- [Estratto fornito]:
::::

Francesco Tesei, dopo il successo di “Mind Juggeler“ – spettacolo che ha registrato più di 100 mila spettatori – torna sulle tavole del palcoscenico con “The Game”. Uno nuovo show, dinamico, coinvolgente, in cui Tesei – riconosciuto come uno dei mentalisti più apprezzati d’Italia – in un due ore e mezza di spettacolo intrattiene il pubblico in un grande gioco, che ruota intorno ai numeri e alla fortuna. Abbiamo intervistato Francesco Tesei, in attesa di vederlo sul palcoscenico del Teatro Augusteo di Napoli, il 16 Maggio.
Dopo il successo di Mind Juggler arriva The Game, uno spettacolo di mentalismo diverso da qualsiasi altro spettacolo di teatro. Che differenze ci sono tra il primo spettacolo e quest’ultimo?

::::

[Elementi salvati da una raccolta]
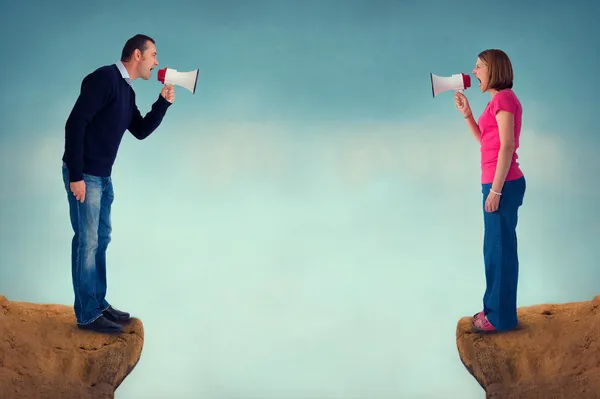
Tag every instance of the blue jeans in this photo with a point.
(91, 224)
(500, 255)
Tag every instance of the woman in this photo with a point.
(503, 186)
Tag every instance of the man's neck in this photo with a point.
(130, 70)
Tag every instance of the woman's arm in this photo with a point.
(473, 127)
(506, 131)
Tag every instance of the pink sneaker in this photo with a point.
(478, 315)
(481, 324)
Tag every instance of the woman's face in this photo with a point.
(481, 72)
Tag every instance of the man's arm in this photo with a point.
(141, 127)
(95, 92)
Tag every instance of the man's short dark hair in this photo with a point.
(138, 42)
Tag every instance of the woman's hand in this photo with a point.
(492, 202)
(462, 104)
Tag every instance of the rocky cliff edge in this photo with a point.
(554, 354)
(43, 355)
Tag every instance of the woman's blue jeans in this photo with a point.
(500, 255)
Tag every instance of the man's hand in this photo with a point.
(78, 190)
(168, 93)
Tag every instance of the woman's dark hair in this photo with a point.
(500, 69)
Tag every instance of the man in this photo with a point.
(103, 111)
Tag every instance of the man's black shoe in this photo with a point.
(102, 324)
(115, 314)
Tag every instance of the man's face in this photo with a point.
(147, 61)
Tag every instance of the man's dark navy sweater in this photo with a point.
(103, 111)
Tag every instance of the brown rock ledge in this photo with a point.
(44, 355)
(554, 354)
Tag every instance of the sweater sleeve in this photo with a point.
(95, 93)
(141, 127)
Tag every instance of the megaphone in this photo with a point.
(184, 79)
(457, 82)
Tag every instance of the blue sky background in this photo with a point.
(308, 224)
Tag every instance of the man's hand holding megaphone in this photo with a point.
(168, 93)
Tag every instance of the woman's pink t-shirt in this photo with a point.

::::

Riassumi l'estratto fornito in due frasi. I dati non sono necessari per svolgere il compito.

- [Soluzione]:
Dopo il successo di uno spettacolo che ha superato i 100 mila spettatori, il mentalista Francesco Tesei torna a teatro con "The Game". Si tratta di uno show dinamico e coinvolgente di due ore e mezza, costruito come un grande gioco intorno ai numeri e alla fortuna, e Tesei è stato intervistato in attesa della sua data al Teatro Augusteo di Napoli il 16 maggio.